> _PROBLEM TO SOLVE_:
Copy out each of the lines below word for word.
◆ ◆ ◆ ◆ ◆
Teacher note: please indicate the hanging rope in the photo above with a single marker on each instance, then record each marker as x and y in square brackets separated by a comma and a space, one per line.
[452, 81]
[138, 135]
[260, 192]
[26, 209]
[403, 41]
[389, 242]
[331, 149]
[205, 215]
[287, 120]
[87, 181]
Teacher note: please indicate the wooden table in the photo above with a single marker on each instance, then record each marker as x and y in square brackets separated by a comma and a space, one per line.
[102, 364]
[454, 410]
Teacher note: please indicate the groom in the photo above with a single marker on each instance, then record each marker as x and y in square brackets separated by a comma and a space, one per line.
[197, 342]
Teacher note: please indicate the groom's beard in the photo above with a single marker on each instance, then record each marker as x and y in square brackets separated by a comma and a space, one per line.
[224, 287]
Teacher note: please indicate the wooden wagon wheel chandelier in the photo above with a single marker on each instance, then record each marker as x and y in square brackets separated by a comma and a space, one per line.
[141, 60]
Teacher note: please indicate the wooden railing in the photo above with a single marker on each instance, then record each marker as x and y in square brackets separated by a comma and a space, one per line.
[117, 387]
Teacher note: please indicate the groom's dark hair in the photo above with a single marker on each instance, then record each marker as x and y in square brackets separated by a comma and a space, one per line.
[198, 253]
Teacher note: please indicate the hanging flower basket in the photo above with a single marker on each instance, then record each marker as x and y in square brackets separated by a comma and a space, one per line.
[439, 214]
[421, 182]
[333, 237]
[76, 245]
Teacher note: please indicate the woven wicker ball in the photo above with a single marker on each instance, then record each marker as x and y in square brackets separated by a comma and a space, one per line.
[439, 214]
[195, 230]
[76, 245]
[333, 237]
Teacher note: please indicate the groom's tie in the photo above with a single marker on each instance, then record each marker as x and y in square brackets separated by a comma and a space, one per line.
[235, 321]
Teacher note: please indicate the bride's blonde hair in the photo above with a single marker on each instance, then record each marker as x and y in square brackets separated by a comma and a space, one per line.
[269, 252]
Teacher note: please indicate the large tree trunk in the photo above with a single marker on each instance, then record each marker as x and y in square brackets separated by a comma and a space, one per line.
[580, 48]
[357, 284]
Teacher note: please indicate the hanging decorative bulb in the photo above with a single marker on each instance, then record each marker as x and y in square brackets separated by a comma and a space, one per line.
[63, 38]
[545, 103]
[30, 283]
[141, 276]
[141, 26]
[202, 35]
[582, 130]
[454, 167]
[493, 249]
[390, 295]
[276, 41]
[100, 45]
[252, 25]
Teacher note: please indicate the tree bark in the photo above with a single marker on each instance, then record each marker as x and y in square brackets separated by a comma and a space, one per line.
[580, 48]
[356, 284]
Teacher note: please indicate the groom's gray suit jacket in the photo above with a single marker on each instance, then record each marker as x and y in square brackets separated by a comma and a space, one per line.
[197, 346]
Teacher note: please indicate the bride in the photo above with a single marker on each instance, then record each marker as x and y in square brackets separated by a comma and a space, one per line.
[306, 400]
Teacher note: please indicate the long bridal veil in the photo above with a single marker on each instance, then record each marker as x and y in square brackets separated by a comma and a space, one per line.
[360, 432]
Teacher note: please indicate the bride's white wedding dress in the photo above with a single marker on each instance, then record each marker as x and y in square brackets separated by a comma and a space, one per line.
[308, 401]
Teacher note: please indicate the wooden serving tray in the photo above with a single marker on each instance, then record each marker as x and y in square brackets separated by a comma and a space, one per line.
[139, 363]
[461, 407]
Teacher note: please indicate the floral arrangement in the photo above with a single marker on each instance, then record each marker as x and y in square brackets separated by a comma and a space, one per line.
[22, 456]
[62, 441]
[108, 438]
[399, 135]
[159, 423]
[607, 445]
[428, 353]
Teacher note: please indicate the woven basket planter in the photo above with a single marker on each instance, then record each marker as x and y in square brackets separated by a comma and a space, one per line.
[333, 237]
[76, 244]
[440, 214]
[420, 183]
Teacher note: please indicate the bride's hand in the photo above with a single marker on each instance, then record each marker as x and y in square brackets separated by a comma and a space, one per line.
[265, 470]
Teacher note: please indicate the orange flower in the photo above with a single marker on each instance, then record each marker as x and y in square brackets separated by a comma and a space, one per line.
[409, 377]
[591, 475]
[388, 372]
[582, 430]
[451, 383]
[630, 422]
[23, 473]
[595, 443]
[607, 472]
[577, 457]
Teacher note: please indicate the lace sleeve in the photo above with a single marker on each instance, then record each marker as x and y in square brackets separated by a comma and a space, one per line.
◆ ◆ ◆ ◆ ◆
> _TASK OUTPUT_:
Teacher note: please indicate the hanging rope in the photo above with a single marker on each instance, then record each marker as x and y in square brackets separated by a comma and a space, one per line.
[452, 81]
[138, 135]
[260, 192]
[26, 209]
[403, 41]
[389, 242]
[331, 149]
[205, 215]
[287, 120]
[87, 181]
Teacher note: please indicate the wooden table in the photo above with a single marker on each instance, then record each marker as x and y in square brackets separated by a comma and a space, one per line.
[102, 364]
[454, 410]
Teacher note: please indicate the groom in the photo above with a single marker on each instance, then record each marker as x and y in square brackets separated by a comma and a space, one per line.
[197, 342]
Teacher note: please indicate the groom's beard in the photo above with a single marker on each instance, then record each marker as x and y in square brackets separated by a comma and a space, one per line.
[224, 287]
Teacher note: please indicate the wooden wagon wheel chandelier in the photo above with a single marker on each instance, then record each marker as x and y in square brackets separated by a comma and a space, one per line.
[141, 60]
Teacher note: please indicate the wooden railing in the photo above with a single marker on each instance, then record each marker as x and y in square brackets separated by a comma and a space, one per line.
[117, 387]
Teacher note: please indicate the groom's dark hair in the photo above with a single marker on each instance, then record each marker as x and y in square brackets separated by a comma and a space, one per line.
[198, 253]
Teacher note: please indicate the hanging flower basket in the photo above with a single marker on each instance, then record each marker as x and y in square brackets separated by a comma and a space, one per line.
[439, 214]
[421, 182]
[333, 237]
[76, 245]
Teacher note: please indicate the woven wicker ball in the photo above with a single marker on each instance, then record each marker as x and y in square brackets separated by a comma and a space, one per line.
[439, 214]
[195, 230]
[76, 245]
[333, 237]
Teacher note: please indicate the groom's tie in the photo above with a single marker on each instance, then record each marker as x and y in square brackets separated by a comma and a space, one per line.
[235, 321]
Teacher note: please indicate the bride's blonde hair in the photo above with a single marker on each instance, then record each marker as x and y in square brackets separated by a comma and a space, one per line.
[269, 252]
Teacher note: please indicate the large tree trunk in the photo above with a single marker on each instance, then record each marker as x and y in square brackets separated by a comma and a space, one per line.
[580, 48]
[357, 284]
Teacher note: please indicate the hanging decorative bulb in the photo above with a single marker on each instance, then record each marker as x and y in square brackets separated by a comma and a space, one per line.
[63, 38]
[545, 103]
[30, 283]
[141, 276]
[141, 26]
[202, 35]
[582, 130]
[454, 167]
[493, 249]
[390, 295]
[276, 41]
[100, 45]
[252, 25]
Teacher note: please indicate the tree bark in the photo above with a single marker on each instance, then record each marker as x and y in square brackets separated by a comma and a space, one per line.
[580, 48]
[356, 284]
Teacher note: please indicate the groom's gray suit jacket in the photo above with a single marker on each instance, then record each marker as x and y in square brackets separated by a comma and a space, one per line.
[197, 346]
Teacher note: please indicate the bride in the photo above with a single marker on each instance, then record each marker as x and y in square brackets separated by a comma and a space, one per line.
[306, 400]
Teacher note: please indicate the long bridal veil in the photo above with a single marker on each instance, then record each marker as x and y in square brackets separated by a comma and a space, one per line.
[360, 432]
Teacher note: please indicate the bride's white wedding dress in the photo above with a single marker on each instance, then record each marker as x and y in square brackets separated by a comma and a space, one per line.
[308, 401]
Teacher note: please indicate the wooden serving tray in the photo above with a single marker on each instance, then record each marker as x and y in square brackets separated by a comma and a space, one per line.
[139, 363]
[461, 407]
Teacher note: please indicate the floral arrangement in the photo above with a single marker on each instance, then record each marker as x and y in square brackets separated by a comma and a space, one per line.
[22, 456]
[62, 441]
[108, 438]
[399, 135]
[159, 423]
[607, 445]
[428, 353]
Teacher note: please indicate the woven basket planter in the photo above with a single marker on each instance, then record each marker as x and y in square brackets separated by a comma and a space, one per line.
[333, 237]
[76, 244]
[440, 214]
[420, 183]
Teacher note: please indicate the bride's hand in the photo above with a single marker on each instance, then record each marker as x and y in square brackets separated by a comma and a space, one per line.
[265, 470]
Teacher note: please indicate the orange flower in the photo above with a single marker on each instance, then record each marker as x and y in square brackets separated by a comma and a space, one per line.
[409, 377]
[591, 475]
[388, 372]
[582, 430]
[451, 383]
[630, 422]
[23, 473]
[595, 443]
[607, 472]
[577, 457]
Teacher note: please indicate the lace sleeve in the photo above with a single marker on each instance, then record each marker as x and y in square brackets separated by a comma and a space, one per line.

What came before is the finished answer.